**Consigne 1**
Transcrivez le passage de l'article qui commence à « Après avoir montré des signes d’apaisement vis-à-vis » et se termine à « milices, en 1948. ».

**Texte source**
Après avoir montré des signes d’apaisement vis-à-vis de l’Ukraine, le président russe brandit de nouvelles menaces et désigne un ennemi : l’Occident.

Tous ceux qui en ces fêtes de fin d’année seront passés par Prague et auront emprunté cette merveille qu’est le pont Charles auront remarqué en atteignant la vieille ville, sur l’autre rive de la Vltava, une banderole barrant le fronton de l’église du Saint-Sauveur : "Vaclave dekujeme", Vaclav merci ! Un hommage rendu par les Praguois à Vaclav Havel, leur premier président après la chute du rideau de fer et la libération du joug communiste. Cette même ferveur pour celui qui a réussi, sans effusion de sang, ce qu’on a appelé "la révolution de velours", on la retrouve quelques kilomètres plus loin sur la place Venceslas. Le lieu où Gottwald, le premier dirigeant communiste faisait défiler ses milices, en 1948.

Là aussi où Jan Pallach, un étudiant de 21 ans, s’est immolé par le feu le 16 janvier 1969 parce que les chars soviétiques avaient mis fin au Printemps de Prague et aux espoirs de libéralisation d’un régime totalitaire qu’Alexandre Dubcek avait rêvé d’humaniser. Sur cette place, donc, c’est un immense portrait de Vaclav Havel qui a été accroché à la façade du Musée national, tandis que devant la statue de Venceslas des dizaines de bougies commémorent la disparition, il y a deux ans, de celui auquel les Tchèques rendent ainsi hommage et qui continue à incarner pour eux l’homme de la résistance aux Russes.
Une méfiance à l’égard de Moscou

C’est toujours une expérience intéressante d’aller dans un de ces pays, Tchéquie, Slovaquie, Hongrie, Pologne, Lituanie, Estonie, etc. qui, pendant plus de quarante ans, ont vécu dans l’empire soviétique. Car, pour avoir été leurrés et asservis pendant si longtemps, ils en ont gardé une méfiance à l’égard de Moscou bien plus vive que la nôtre. Et pour cause.

Surtout lorsque, paraissant brutalement changer d’avis et de direction après avoir montré des signes d’apaisement à propos de l’Ukraine, le maître du Kremlin change de ton. C’était vendredi et Poutine par un message vidéo s’adressait aux membres de l’expédition au pôle Sud de la société géographique russe. Une circonstance en apparence banale. C’est pourtant celle qu’il a choisie pour définir une nouvelle doctrine stratégique et désigner l’ennemi de la Russie.

Les menaces de Poutine

La doctrine est pour le moins menaçante puisque le président russe annonce que son pays "pourrait utiliser des missiles conventionnels de précision comme mesure de dissuasion stratégique". Et il énumère les cas où ces mesures pourraient être prises, comme "la présence de forces militaires étrangères sur le territoire des voisins de la Russie". Quand on regarde une carte, on constate que cinq pays occidentaux ou se considérant comme proches de l’Occident ont une frontière commune avec la Russie et certains d’entre eux des forces "étrangères" sur leur territoire : la Norvège, la Pologne, l’Estonie, la Lituanie et bien sûr l’Ukraine. Quatre de ces cinq pays appartiennent à l’Otan.

**Consigne 2**
Recopiez mot pour mot les lignes du listing ci-dessous, en commençant à celle qui contient « mask job: sunbather on towel » et en terminant à celle qui contient « 480), (274, 480)] », toutes deux incluses.

**Données de l'exercice**
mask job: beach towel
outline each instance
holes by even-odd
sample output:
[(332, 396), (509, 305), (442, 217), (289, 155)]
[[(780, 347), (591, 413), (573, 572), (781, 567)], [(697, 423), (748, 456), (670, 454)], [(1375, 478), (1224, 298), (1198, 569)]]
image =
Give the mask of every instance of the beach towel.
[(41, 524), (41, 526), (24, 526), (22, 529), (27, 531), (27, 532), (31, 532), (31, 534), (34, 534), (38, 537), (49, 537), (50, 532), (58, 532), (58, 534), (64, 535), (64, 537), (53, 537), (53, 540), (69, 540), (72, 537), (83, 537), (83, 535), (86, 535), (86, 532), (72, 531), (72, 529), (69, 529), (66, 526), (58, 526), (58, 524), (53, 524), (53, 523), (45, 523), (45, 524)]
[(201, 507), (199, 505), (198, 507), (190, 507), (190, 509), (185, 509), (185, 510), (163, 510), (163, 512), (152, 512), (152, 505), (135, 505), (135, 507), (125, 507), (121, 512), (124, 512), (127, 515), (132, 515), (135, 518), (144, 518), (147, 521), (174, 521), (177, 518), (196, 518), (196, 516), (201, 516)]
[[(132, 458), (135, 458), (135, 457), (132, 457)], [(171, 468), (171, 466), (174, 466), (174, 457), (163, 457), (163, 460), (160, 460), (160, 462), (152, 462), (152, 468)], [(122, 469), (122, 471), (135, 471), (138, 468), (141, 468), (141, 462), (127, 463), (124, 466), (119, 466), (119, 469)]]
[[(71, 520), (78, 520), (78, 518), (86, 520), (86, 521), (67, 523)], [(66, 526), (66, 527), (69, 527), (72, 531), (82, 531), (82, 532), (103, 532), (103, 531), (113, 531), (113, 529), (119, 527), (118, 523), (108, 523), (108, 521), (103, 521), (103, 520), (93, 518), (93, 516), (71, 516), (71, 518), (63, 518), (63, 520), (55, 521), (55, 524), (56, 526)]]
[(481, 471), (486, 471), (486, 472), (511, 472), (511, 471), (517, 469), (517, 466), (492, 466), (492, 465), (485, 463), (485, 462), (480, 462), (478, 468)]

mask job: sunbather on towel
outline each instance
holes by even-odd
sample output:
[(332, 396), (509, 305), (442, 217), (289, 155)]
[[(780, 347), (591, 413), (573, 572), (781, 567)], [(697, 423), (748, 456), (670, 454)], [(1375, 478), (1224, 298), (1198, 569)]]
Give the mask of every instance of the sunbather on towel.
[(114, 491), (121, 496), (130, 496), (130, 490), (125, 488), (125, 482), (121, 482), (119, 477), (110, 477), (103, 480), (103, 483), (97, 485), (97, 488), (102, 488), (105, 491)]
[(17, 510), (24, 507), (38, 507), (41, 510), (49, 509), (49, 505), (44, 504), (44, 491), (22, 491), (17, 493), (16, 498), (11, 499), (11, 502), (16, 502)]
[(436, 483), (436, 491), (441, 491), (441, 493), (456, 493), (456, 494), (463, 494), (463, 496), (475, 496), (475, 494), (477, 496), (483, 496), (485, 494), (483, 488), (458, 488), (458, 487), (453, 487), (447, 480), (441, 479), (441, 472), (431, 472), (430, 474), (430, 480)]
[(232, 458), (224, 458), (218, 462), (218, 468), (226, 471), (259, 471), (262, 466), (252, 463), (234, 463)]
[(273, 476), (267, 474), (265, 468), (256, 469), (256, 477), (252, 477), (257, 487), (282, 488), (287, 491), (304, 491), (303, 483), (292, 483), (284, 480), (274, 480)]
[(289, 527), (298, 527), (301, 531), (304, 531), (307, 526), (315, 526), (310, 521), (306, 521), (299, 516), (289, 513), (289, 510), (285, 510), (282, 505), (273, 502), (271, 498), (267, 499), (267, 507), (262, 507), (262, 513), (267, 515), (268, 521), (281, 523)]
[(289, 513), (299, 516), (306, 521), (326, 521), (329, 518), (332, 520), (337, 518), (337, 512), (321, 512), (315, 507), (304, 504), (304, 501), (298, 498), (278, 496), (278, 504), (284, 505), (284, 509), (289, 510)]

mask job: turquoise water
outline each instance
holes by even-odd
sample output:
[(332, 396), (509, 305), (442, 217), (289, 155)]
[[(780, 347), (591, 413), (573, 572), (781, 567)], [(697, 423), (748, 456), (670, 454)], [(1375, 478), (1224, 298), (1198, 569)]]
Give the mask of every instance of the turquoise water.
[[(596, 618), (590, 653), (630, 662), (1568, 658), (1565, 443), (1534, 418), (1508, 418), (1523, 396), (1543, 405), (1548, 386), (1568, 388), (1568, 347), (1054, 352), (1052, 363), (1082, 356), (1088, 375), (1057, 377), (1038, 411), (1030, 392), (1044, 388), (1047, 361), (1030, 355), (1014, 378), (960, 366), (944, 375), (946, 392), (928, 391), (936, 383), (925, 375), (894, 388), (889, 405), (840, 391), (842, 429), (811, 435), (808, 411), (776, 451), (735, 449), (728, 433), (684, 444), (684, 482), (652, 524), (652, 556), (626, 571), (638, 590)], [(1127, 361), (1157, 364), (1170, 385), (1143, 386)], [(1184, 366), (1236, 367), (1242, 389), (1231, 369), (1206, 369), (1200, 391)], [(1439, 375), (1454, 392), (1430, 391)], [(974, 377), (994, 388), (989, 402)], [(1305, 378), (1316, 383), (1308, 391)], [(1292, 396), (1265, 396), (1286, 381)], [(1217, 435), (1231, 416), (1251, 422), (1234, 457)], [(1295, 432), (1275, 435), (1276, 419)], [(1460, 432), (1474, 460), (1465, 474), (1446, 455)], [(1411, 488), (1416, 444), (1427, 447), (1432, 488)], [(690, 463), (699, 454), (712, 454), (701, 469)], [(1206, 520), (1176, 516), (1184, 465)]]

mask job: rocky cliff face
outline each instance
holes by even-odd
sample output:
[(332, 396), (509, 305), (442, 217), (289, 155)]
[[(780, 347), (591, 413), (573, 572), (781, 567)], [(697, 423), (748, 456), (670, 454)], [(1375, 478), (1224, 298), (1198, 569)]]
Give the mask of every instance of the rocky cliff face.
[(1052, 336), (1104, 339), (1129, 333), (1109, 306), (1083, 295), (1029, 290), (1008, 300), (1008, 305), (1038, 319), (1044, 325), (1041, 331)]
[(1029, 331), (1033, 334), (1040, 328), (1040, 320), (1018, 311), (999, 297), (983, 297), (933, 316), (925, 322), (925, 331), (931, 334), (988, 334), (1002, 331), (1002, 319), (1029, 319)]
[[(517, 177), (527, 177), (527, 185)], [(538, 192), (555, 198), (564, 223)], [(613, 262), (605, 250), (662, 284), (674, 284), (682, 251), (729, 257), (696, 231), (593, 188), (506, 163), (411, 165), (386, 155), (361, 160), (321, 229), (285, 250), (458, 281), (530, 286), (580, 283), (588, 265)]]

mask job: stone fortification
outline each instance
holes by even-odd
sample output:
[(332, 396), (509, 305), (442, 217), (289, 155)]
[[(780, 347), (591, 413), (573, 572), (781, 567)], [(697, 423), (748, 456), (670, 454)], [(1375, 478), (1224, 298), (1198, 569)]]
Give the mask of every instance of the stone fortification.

**Solution 1**
Après avoir montré des signes d’apaisement vis-à-vis de l’Ukraine, le président russe brandit de nouvelles menaces et désigne un ennemi : l’Occident.

Tous ceux qui en ces fêtes de fin d’année seront passés par Prague et auront emprunté cette merveille qu’est le pont Charles auront remarqué en atteignant la vieille ville, sur l’autre rive de la Vltava, une banderole barrant le fronton de l’église du Saint-Sauveur : "Vaclave dekujeme", Vaclav merci ! Un hommage rendu par les Praguois à Vaclav Havel, leur premier président après la chute du rideau de fer et la libération du joug communiste. Cette même ferveur pour celui qui a réussi, sans effusion de sang, ce qu’on a appelé "la révolution de velours", on la retrouve quelques kilomètres plus loin sur la place Venceslas. Le lieu où Gottwald, le premier dirigeant communiste faisait défiler ses milices, en 1948.

**Solution 2**
mask job: sunbather on towel
outline each instance
holes by even-odd
sample output:
[(332, 396), (509, 305), (442, 217), (289, 155)]
[[(780, 347), (591, 413), (573, 572), (781, 567)], [(697, 423), (748, 456), (670, 454)], [(1375, 478), (1224, 298), (1198, 569)]]
Give the mask of every instance of the sunbather on towel.
[(114, 491), (121, 496), (130, 496), (130, 490), (125, 488), (125, 482), (121, 482), (119, 477), (110, 477), (103, 480), (103, 483), (97, 485), (97, 488), (102, 488), (105, 491)]
[(17, 510), (24, 507), (38, 507), (41, 510), (49, 509), (49, 505), (44, 504), (44, 491), (22, 491), (17, 493), (16, 498), (11, 499), (11, 502), (16, 502)]
[(436, 483), (436, 491), (441, 491), (441, 493), (456, 493), (456, 494), (463, 494), (463, 496), (475, 496), (475, 494), (477, 496), (483, 496), (485, 494), (483, 488), (458, 488), (458, 487), (453, 487), (447, 480), (441, 479), (441, 472), (431, 472), (430, 474), (430, 480)]
[(232, 458), (224, 458), (218, 462), (218, 468), (226, 471), (259, 471), (262, 466), (252, 463), (234, 463)]
[(273, 476), (267, 474), (265, 468), (256, 469), (256, 477), (252, 477), (257, 487), (282, 488), (287, 491), (304, 491), (303, 483), (292, 483), (284, 480), (274, 480)]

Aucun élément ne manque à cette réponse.